═══ Data rows ═══

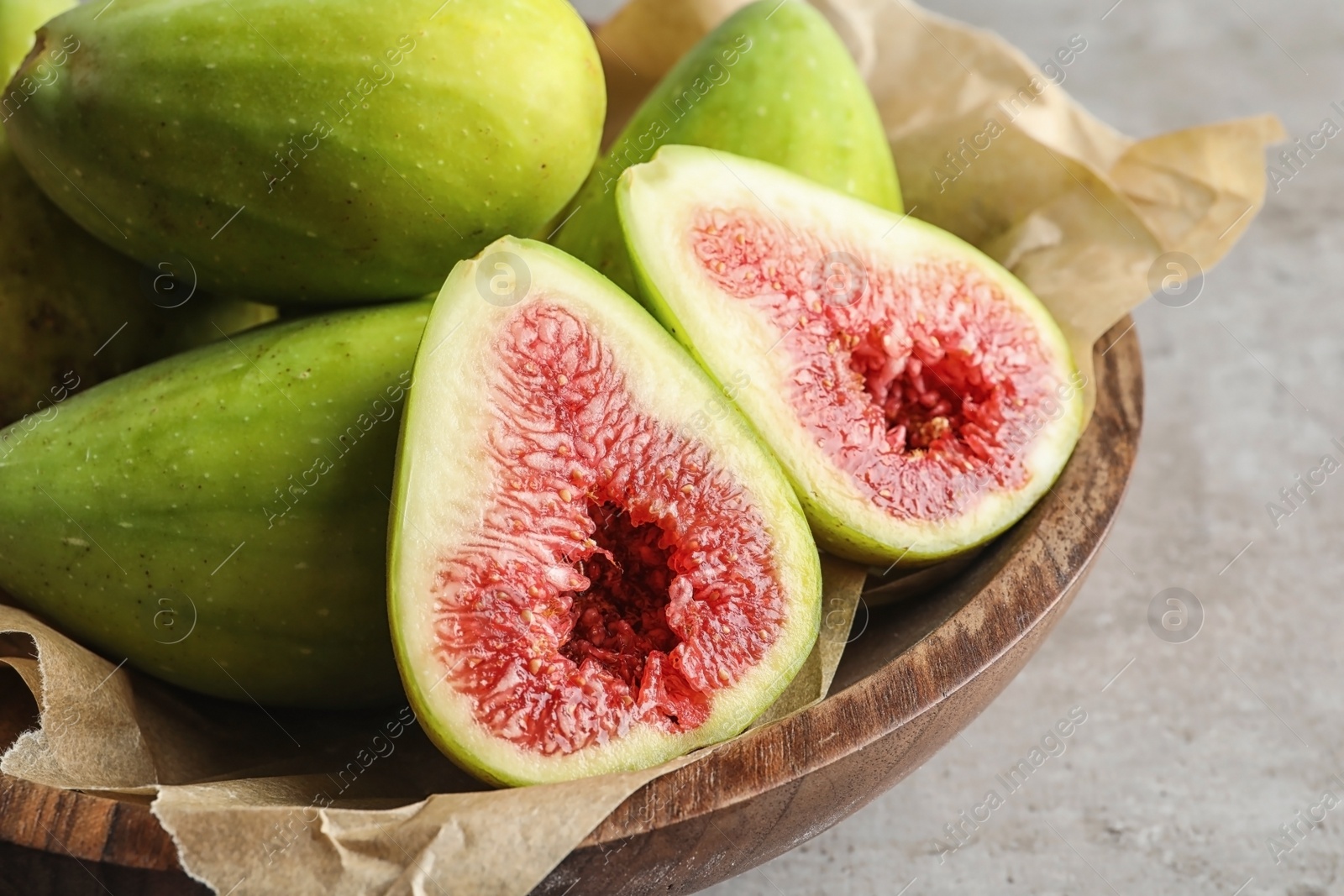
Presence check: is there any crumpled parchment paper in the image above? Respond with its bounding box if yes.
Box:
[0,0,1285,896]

═══
═══ Data rows ═══

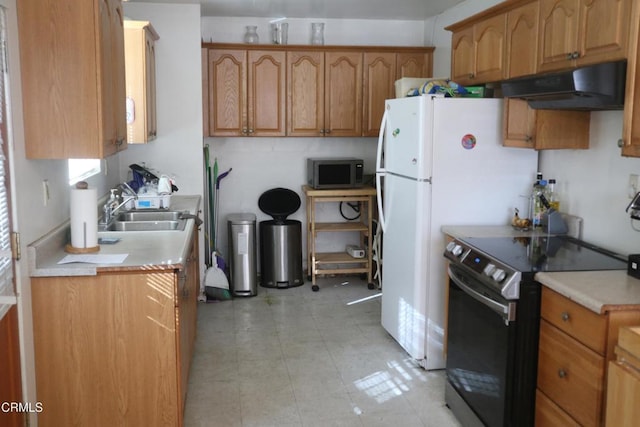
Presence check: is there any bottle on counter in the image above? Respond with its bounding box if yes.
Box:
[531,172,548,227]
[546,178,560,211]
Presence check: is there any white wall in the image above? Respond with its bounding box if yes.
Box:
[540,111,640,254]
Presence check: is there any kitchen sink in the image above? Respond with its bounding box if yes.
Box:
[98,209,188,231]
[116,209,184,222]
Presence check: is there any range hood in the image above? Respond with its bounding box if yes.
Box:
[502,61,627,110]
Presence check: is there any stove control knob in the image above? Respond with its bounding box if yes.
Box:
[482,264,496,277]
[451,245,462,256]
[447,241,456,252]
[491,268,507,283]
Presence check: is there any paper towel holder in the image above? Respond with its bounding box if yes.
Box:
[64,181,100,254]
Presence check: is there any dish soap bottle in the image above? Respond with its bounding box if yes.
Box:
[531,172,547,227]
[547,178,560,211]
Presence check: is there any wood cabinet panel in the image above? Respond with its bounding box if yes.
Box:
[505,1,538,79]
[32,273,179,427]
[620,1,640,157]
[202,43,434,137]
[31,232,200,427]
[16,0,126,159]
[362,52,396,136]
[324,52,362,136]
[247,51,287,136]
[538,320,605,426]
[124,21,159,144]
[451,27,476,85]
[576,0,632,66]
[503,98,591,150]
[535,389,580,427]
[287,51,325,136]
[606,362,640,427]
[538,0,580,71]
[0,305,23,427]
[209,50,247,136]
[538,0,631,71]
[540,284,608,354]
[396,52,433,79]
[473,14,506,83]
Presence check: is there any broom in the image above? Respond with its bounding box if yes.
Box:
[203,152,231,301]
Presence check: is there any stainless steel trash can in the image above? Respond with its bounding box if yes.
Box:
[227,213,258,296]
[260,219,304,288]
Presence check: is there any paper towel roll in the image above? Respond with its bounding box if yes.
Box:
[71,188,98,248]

═══
═══ Data rows ═══

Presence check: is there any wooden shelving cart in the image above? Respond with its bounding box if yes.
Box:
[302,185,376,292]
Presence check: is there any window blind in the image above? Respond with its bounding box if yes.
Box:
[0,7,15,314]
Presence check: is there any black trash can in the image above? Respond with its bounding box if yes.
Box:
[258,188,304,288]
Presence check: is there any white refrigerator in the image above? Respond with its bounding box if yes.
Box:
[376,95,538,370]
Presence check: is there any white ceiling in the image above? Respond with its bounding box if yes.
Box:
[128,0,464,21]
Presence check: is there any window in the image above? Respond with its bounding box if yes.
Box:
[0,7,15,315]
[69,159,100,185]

═══

Stated exercise -> Gather every line in the rows above that contains the word "bottle" and copy each one out.

Result of this task ->
Presence check: is there any bottle on counter in the image above? Respond with its bounding box if yes.
Presence check: is there any dish soap bottle in the image above? Respond with its bounding box if yes.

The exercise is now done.